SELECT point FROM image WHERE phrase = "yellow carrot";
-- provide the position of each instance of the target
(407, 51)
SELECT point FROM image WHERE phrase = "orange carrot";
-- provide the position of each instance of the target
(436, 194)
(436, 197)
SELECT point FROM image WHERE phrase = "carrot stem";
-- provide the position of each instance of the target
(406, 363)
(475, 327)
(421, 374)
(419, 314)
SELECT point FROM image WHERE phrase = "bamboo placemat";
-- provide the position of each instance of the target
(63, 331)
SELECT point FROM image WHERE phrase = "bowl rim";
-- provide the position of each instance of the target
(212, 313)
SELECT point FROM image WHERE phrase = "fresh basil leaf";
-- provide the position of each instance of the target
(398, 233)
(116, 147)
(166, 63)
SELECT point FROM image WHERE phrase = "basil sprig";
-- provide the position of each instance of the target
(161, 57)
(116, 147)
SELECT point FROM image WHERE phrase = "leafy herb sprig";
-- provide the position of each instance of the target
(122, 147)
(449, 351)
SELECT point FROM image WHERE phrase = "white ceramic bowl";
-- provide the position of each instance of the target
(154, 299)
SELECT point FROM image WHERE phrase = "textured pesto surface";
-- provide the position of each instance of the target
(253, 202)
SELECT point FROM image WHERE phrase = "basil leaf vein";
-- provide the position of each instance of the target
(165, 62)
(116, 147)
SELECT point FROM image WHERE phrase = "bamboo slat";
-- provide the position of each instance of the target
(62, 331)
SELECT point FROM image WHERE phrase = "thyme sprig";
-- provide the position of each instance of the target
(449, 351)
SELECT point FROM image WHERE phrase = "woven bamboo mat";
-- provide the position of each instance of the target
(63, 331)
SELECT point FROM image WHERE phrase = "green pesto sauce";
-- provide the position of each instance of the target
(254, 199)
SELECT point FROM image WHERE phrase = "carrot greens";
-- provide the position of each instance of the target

To do – Print the whole listing again, exactly.

Final result –
SELECT point FROM image WHERE phrase = "yellow carrot";
-- provide the position of each instance of the target
(407, 51)
SELECT point FROM image WHERE phrase = "orange carrot";
-- provide the position of each instance of the target
(436, 194)
(436, 197)
SELECT point FROM image WHERE phrase = "carrot stem";
-- provide the position of each instance of the target
(406, 363)
(475, 327)
(421, 374)
(419, 314)
SELECT point FROM image WHERE phrase = "bamboo placemat";
-- provide the position of each instance of the target
(63, 331)
SELECT point FROM image WHERE phrase = "bowl rim";
-- provide the position of each instance of the target
(212, 313)
SELECT point FROM image WHERE phrase = "fresh basil leaf";
-- provide the position of each instance of the target
(398, 233)
(116, 147)
(166, 63)
SELECT point FROM image WHERE phrase = "basil sprig";
-- provide the position of each instance of the target
(161, 57)
(116, 147)
SELECT point FROM image WHERE phrase = "leafy herb sprig";
-- provide the position of each instance of the target
(122, 147)
(449, 351)
SELECT point FROM image WHERE phrase = "white ceramic bowl";
-- provide the position of each instance of the target
(154, 299)
SELECT point FROM image WHERE phrase = "textured pesto surface";
-- provide the position of each instance of the target
(253, 202)
SELECT point FROM image WHERE phrase = "basil leaf vein";
-- provide the position of each instance of the target
(165, 62)
(116, 147)
SELECT point FROM image WHERE phrase = "bamboo slat";
-- provide the position of each instance of the target
(62, 331)
SELECT point FROM image WHERE phrase = "thyme sprig";
-- provide the position of each instance of the target
(449, 351)
SELECT point FROM image WHERE phrase = "woven bamboo mat";
-- provide the position of each instance of the target
(63, 331)
SELECT point FROM image WHERE phrase = "green pesto sauce";
-- provide the position of each instance of the target
(254, 199)
SELECT point FROM image WHERE phrase = "carrot greens";
-- provide the position of each instance of the target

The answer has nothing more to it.